▸ **Problem description**: In each entry below, rename "pointer" to "locator" and reproduce the lines with all other text unchanged.

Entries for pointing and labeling
########################################
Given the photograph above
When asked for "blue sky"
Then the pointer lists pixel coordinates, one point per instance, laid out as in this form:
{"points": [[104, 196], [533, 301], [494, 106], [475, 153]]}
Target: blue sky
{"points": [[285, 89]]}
########################################
▸ **Result of this task**:
Given the photograph above
When asked for "blue sky"
Then the locator lists pixel coordinates, one point per instance, laid out as in this form:
{"points": [[104, 196], [533, 301], [494, 106], [475, 153]]}
Target: blue sky
{"points": [[285, 89]]}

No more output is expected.